_EXERCISE DIRECTIONS_
Without the images, reproduce every entry exactly.

-=-=-

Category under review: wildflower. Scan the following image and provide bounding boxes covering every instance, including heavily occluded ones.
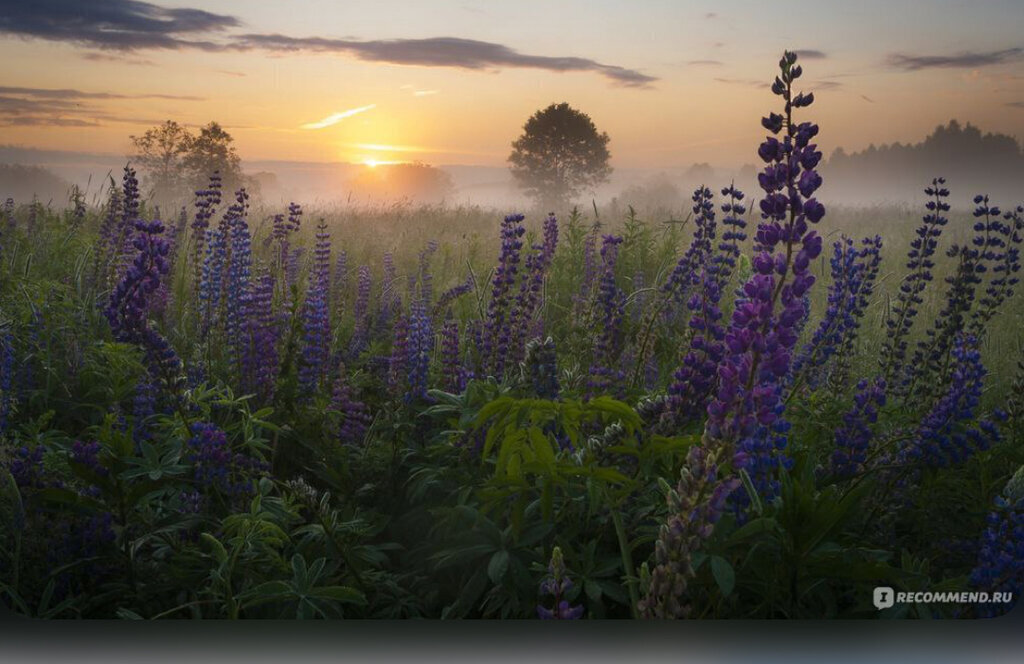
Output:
[969,466,1024,618]
[537,547,584,619]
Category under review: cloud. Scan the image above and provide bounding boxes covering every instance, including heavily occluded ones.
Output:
[861,94,875,103]
[216,70,246,77]
[795,49,828,60]
[704,12,717,19]
[413,89,439,96]
[80,52,155,65]
[811,80,842,90]
[0,86,204,101]
[232,34,657,87]
[886,48,1023,71]
[714,77,766,88]
[1,2,656,87]
[687,60,723,66]
[300,104,377,129]
[0,0,239,51]
[0,116,100,127]
[1007,101,1024,109]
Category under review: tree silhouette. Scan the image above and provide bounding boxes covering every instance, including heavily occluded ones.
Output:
[508,102,611,208]
[130,120,245,202]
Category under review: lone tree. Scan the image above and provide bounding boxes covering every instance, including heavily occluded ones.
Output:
[508,102,611,209]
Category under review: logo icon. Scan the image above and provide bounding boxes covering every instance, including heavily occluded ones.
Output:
[873,586,895,610]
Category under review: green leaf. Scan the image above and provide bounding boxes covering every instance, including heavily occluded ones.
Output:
[488,550,510,585]
[710,556,735,597]
[310,586,366,605]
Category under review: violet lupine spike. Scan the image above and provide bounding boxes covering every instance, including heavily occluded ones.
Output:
[704,50,824,509]
[899,334,997,469]
[663,186,717,306]
[789,235,882,395]
[904,196,998,399]
[298,224,332,397]
[587,235,626,397]
[522,336,560,400]
[388,315,410,397]
[483,214,526,379]
[537,547,584,620]
[191,172,222,291]
[830,377,887,479]
[349,264,373,358]
[433,276,474,317]
[186,422,266,498]
[572,220,602,316]
[242,271,280,403]
[639,440,741,619]
[198,227,227,336]
[968,466,1024,618]
[969,205,1023,337]
[406,299,432,402]
[439,313,464,394]
[225,213,254,375]
[332,367,372,446]
[511,214,559,364]
[104,219,183,390]
[880,179,949,384]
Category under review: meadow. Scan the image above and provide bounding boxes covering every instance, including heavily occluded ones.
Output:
[0,52,1021,620]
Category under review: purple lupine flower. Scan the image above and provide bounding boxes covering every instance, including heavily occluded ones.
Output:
[880,179,949,383]
[587,235,626,396]
[483,214,526,379]
[968,467,1023,618]
[900,334,996,468]
[349,264,373,357]
[191,171,222,290]
[0,333,15,435]
[104,219,182,387]
[439,313,465,393]
[573,221,601,315]
[903,196,998,398]
[522,336,560,400]
[198,227,227,335]
[406,299,432,402]
[433,276,474,317]
[70,440,109,478]
[970,205,1023,336]
[298,223,332,397]
[704,51,824,508]
[789,235,882,393]
[131,379,157,445]
[537,546,584,620]
[388,314,410,397]
[287,201,302,232]
[332,366,372,446]
[185,422,267,498]
[639,440,741,619]
[830,377,886,479]
[664,186,717,306]
[510,214,559,364]
[225,213,254,373]
[242,271,280,402]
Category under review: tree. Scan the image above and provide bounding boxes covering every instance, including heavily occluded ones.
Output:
[129,120,246,202]
[508,102,611,208]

-=-=-

_ANSWER BELOW_
Category under review: wildflower. Scan the following image and provide bounding boxes covering every instance, including heavily occluded ones.
Output:
[969,466,1024,618]
[537,547,584,619]
Category under review: cloud. Scan the image above and provide bounding boxes covering every instance, including heavily occluded ones.
Output:
[861,94,875,103]
[216,70,246,77]
[795,49,828,60]
[704,12,717,19]
[413,89,439,96]
[80,52,155,65]
[811,80,842,90]
[0,86,204,101]
[232,34,657,87]
[886,48,1023,71]
[714,77,766,88]
[1,2,656,87]
[687,60,723,66]
[300,104,377,129]
[0,0,239,51]
[0,116,100,127]
[1007,101,1024,109]
Category under review: tree silhouette. Scan the image above and provide bounding boxes covering every instance, including heavily occluded ones.
Output:
[508,102,611,208]
[130,120,245,202]
Category under review: lone tree. Scan the image above and provide bounding boxes covering every instance, including heavily occluded ones.
Output:
[508,102,611,209]
Category under review: logo icon. Scan the image above and provide bounding boxes covering every instance, including heavily occluded ones.
Output:
[873,586,895,610]
Category under review: green leaf. Scan the image above and provide bounding boxes covering every instance, including heavily occluded ones.
Output:
[488,550,510,585]
[710,556,735,597]
[310,586,366,605]
Category under review: violet lupine spike. Scan the image above and provide bounding boxes covering every instance, including heavily occluded ones.
Output:
[704,50,824,509]
[899,334,997,469]
[663,186,717,306]
[789,235,882,395]
[904,196,998,399]
[298,224,332,397]
[587,235,626,397]
[522,336,560,400]
[388,315,410,397]
[483,214,526,379]
[537,547,584,620]
[191,172,222,291]
[830,377,887,479]
[349,264,373,358]
[433,276,474,317]
[186,422,266,498]
[572,220,602,316]
[242,271,280,403]
[639,440,741,619]
[198,227,227,336]
[968,466,1024,618]
[969,205,1023,337]
[406,299,432,402]
[439,313,464,394]
[225,213,254,375]
[332,367,372,446]
[511,214,559,364]
[104,219,183,390]
[880,179,949,384]
Category under review: meadow. Scan the image above and provide bounding boxes covering every instance, including heavily occluded ones.
Output:
[0,52,1021,620]
Category under review: purple lupine flower. Scan the image above and provide bounding boxes covering every instance, including heavily occluded ones.
Output:
[880,179,949,383]
[587,235,626,396]
[483,214,526,379]
[968,467,1023,618]
[900,334,996,468]
[349,264,373,357]
[191,171,222,290]
[0,333,15,435]
[104,219,182,387]
[439,313,465,393]
[573,221,601,315]
[903,196,998,398]
[522,336,560,400]
[198,227,227,335]
[406,299,432,402]
[433,276,474,317]
[70,440,109,478]
[970,205,1023,336]
[298,223,332,397]
[704,51,824,508]
[789,235,882,393]
[131,379,157,445]
[537,546,584,620]
[388,314,410,397]
[287,201,302,232]
[332,366,372,446]
[185,422,267,498]
[639,440,741,619]
[830,377,886,479]
[664,186,717,306]
[510,214,559,364]
[225,213,254,373]
[242,271,280,402]
Category under review: tree. Scan the image above and provide bounding boxes covering every instance, including heavily occluded ones.
Output:
[129,120,246,202]
[508,102,611,208]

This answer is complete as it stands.